§ **WORK TO COMPLETE**
The line containing "Trace every instance of the giraffe hind" marks the end; write out exactly every line from the start of the data up to and including it, without the pictures.

§ **DATA SHOWN**
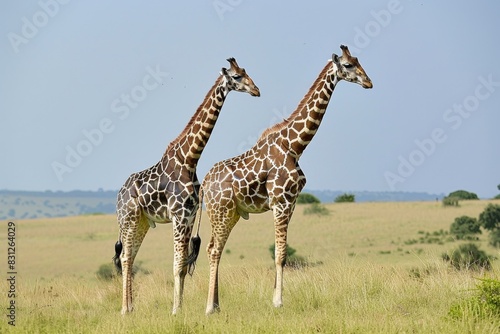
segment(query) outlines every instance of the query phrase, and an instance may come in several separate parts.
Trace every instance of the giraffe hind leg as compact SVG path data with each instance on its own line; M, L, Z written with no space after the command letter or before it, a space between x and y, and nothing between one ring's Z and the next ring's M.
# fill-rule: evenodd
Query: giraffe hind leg
M142 241L149 230L149 224L146 220L147 218L141 215L136 216L121 233L122 251L119 261L121 262L123 279L122 314L132 312L134 309L132 304L133 265Z
M219 307L219 262L220 253L214 248L214 236L207 246L208 262L210 263L210 280L208 284L207 308L205 313L212 314L220 311Z
M211 314L220 311L219 303L219 264L224 246L229 238L234 225L238 222L240 216L236 211L231 213L231 219L212 224L212 237L207 246L208 262L210 264L210 279L208 284L207 308L205 313ZM223 227L221 229L216 228Z

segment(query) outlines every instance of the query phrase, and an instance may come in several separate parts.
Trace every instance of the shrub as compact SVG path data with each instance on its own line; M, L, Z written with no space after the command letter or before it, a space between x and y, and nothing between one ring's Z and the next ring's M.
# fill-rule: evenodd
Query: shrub
M354 194L345 193L342 195L338 195L333 201L335 203L353 203L355 202L355 200L356 196Z
M308 193L301 193L297 197L297 204L311 204L311 203L321 203L321 201L316 196Z
M449 315L461 319L471 314L478 318L498 317L500 315L500 281L479 279L475 294L468 299L453 304Z
M275 250L276 250L275 244L272 244L271 246L269 246L269 252L271 252L271 258L273 260L275 259L275 253L274 253ZM297 252L297 250L295 248L288 246L288 244L286 245L286 257L287 258L292 257L296 252Z
M490 232L490 245L500 247L500 228Z
M477 240L474 234L481 233L481 225L477 222L476 218L468 216L457 217L450 226L450 233L455 235L457 239Z
M490 231L490 244L500 247L500 205L488 204L479 214L479 224Z
M455 249L451 256L445 253L442 258L459 270L491 269L490 257L472 243L463 244Z
M305 215L318 215L318 216L328 216L330 211L319 203L312 203L307 208L304 209Z
M479 199L479 197L477 197L477 194L471 193L466 190L453 191L448 195L448 197L458 197L459 199Z
M492 315L500 315L500 281L481 279L477 287L477 301Z
M486 209L479 215L479 223L487 230L500 228L500 205L488 204Z
M460 206L458 201L460 198L458 197L444 197L443 198L443 206Z
M99 269L96 271L97 278L103 280L111 280L116 276L116 270L112 263L101 264Z
M274 255L275 249L276 249L275 244L272 244L271 246L269 246L269 252L271 252L271 258L273 260L275 259L275 255ZM288 246L288 244L286 245L285 265L288 267L291 267L291 268L295 268L295 269L307 267L309 265L307 260L302 256L295 255L296 252L297 251L295 250L295 248Z
M137 261L136 264L134 264L134 267L132 269L132 275L135 275L139 272L145 275L151 274L150 270L142 267L142 261ZM96 271L95 274L97 278L103 280L111 280L117 276L116 268L113 263L101 264L101 266L99 267L99 269Z
M416 279L423 279L424 277L431 276L432 274L435 274L438 272L438 269L436 267L426 265L424 268L418 268L414 267L411 268L409 271L409 275L411 278L416 278Z

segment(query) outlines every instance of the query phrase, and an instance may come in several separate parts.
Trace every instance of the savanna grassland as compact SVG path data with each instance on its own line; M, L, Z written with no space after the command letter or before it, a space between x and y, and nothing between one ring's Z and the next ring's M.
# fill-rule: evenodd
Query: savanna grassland
M229 238L220 266L221 312L208 317L205 215L203 250L194 275L186 278L184 308L176 316L171 225L148 232L136 259L143 271L134 282L135 311L122 317L121 278L96 275L114 254L115 216L18 220L16 327L5 316L9 286L2 279L0 332L499 333L500 319L467 308L460 317L449 313L474 294L478 279L499 279L500 260L489 272L458 271L441 260L461 242L439 231L448 231L455 217L478 217L488 203L339 203L326 205L328 216L304 215L305 206L298 206L288 242L310 266L285 271L280 309L272 306L272 215L252 215ZM2 228L7 276L7 224ZM477 244L500 258L486 232Z

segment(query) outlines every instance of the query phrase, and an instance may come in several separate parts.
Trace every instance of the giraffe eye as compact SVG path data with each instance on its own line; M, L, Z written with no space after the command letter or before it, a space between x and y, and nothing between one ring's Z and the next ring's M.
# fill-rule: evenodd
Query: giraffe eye
M349 63L347 63L347 64L344 64L344 67L345 67L345 68L352 68L352 65L351 65L351 64L349 64Z
M241 75L238 75L238 74L233 75L233 79L234 80L240 80L241 79Z

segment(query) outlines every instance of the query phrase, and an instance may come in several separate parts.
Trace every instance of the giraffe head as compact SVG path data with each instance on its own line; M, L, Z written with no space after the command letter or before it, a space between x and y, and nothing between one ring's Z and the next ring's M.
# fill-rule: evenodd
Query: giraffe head
M342 56L332 55L332 62L336 65L336 75L339 80L354 82L363 88L372 88L373 84L365 70L358 61L358 58L351 56L349 49L341 45Z
M260 96L259 87L254 84L245 69L238 66L236 59L229 58L227 61L231 64L231 67L229 69L222 68L221 74L226 78L229 90Z

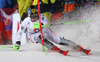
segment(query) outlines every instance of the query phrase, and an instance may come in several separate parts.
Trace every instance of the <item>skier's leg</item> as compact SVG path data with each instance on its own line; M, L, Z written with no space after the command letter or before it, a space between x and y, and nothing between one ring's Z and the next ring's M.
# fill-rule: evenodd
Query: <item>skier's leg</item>
M65 38L61 38L60 45L70 46L70 47L72 47L72 48L75 49L75 50L82 51L82 52L86 53L87 55L88 55L88 54L90 53L90 51L91 51L91 50L84 49L84 48L81 47L80 45L77 45L75 42L70 41L70 40L67 40L67 39L65 39Z
M65 38L60 38L58 35L55 34L55 32L53 32L52 30L50 30L48 28L43 29L43 35L44 35L44 38L46 38L50 41L53 41L57 44L69 46L78 51L85 51L85 50L83 50L82 47L77 45L75 42L73 42L71 40L67 40Z
M57 44L59 44L60 40L61 40L60 37L58 35L56 35L55 32L53 32L49 28L43 28L43 36L44 36L45 39L53 41Z
M41 36L39 36L37 38L38 43L42 44L41 42ZM47 39L44 39L44 45L45 47L47 47L48 49L52 49L54 47L53 43L49 42Z
M76 45L75 42L72 42L72 41L64 39L64 38L60 38L51 29L43 28L43 35L44 35L44 38L46 38L46 39L48 39L50 41L53 41L53 42L55 42L57 44L65 45L65 46L71 46L74 49L77 48L77 45Z
M64 37L63 38L60 38L60 39L61 39L61 42L59 43L60 45L70 46L73 49L76 49L77 48L77 44L75 42L73 42L71 40L67 40Z
M57 44L60 44L60 45L71 46L72 48L76 48L77 47L75 42L72 42L72 41L64 39L64 38L60 38L51 29L44 28L43 30L44 30L43 31L44 32L43 33L44 38L46 38L46 39L48 39L50 41L53 41L53 42L55 42Z
M40 44L42 45L41 36L39 36L39 37L37 38L37 41L38 41L38 43L40 43ZM59 52L59 53L65 55L65 56L66 56L67 53L69 52L69 51L63 51L63 50L61 50L60 48L58 48L57 46L55 46L53 43L49 42L47 39L44 39L44 46L45 46L46 48L50 49L50 50Z

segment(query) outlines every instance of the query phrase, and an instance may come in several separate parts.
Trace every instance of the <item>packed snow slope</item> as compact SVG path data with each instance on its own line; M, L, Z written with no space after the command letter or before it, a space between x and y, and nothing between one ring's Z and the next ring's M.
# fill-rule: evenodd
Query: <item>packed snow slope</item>
M86 49L91 49L90 55L57 44L55 45L63 50L70 50L68 56L63 56L62 54L50 51L47 48L45 48L46 52L43 53L40 44L28 42L26 45L21 46L18 51L14 51L12 48L2 49L2 45L0 45L0 62L99 62L100 9L99 7L92 7L89 10L84 9L80 11L84 13L81 14L78 21L89 20L90 22L54 26L53 30L57 35L72 40ZM66 21L67 19L68 18L65 15L63 20Z

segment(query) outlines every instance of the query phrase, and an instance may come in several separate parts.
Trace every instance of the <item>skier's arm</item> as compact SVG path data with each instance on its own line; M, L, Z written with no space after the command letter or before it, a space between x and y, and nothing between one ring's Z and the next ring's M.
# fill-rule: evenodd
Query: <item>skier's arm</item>
M20 48L22 33L24 32L25 29L26 29L26 21L23 21L17 32L17 40L15 45L13 46L14 50L18 50Z
M26 29L26 22L23 21L18 32L17 32L17 40L16 41L21 41L22 33Z

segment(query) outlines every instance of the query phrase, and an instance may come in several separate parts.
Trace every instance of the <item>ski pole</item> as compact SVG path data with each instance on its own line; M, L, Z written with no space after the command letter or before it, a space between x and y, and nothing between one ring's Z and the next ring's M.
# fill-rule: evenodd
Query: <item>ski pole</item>
M55 26L55 25L63 25L63 24L73 24L73 23L82 23L82 22L89 22L89 20L85 21L75 21L75 22L66 22L66 23L59 23L59 24L47 24L47 25L42 25L42 27L48 27L48 26ZM34 28L40 28L39 23L34 23L33 27Z
M13 47L4 47L4 46L2 46L2 49L5 49L5 48L13 48Z

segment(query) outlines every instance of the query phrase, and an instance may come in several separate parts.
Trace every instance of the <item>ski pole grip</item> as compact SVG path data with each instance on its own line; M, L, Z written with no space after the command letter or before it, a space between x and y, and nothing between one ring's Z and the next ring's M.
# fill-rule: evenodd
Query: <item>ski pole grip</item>
M34 23L34 24L33 24L33 27L34 27L34 28L40 28L40 24L39 24L39 23Z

§ **RESULT OF THIS EXERCISE**
segment(query) outlines every instance of the query phrase, and an instance may come in several separate parts.
Trace every instance of the giraffe hind leg as compact SVG path data with each instance on its own line; M, L, Z written with no space after the command letter or before it, a space between x and y, and nothing between one ring's Z and the next ring's M.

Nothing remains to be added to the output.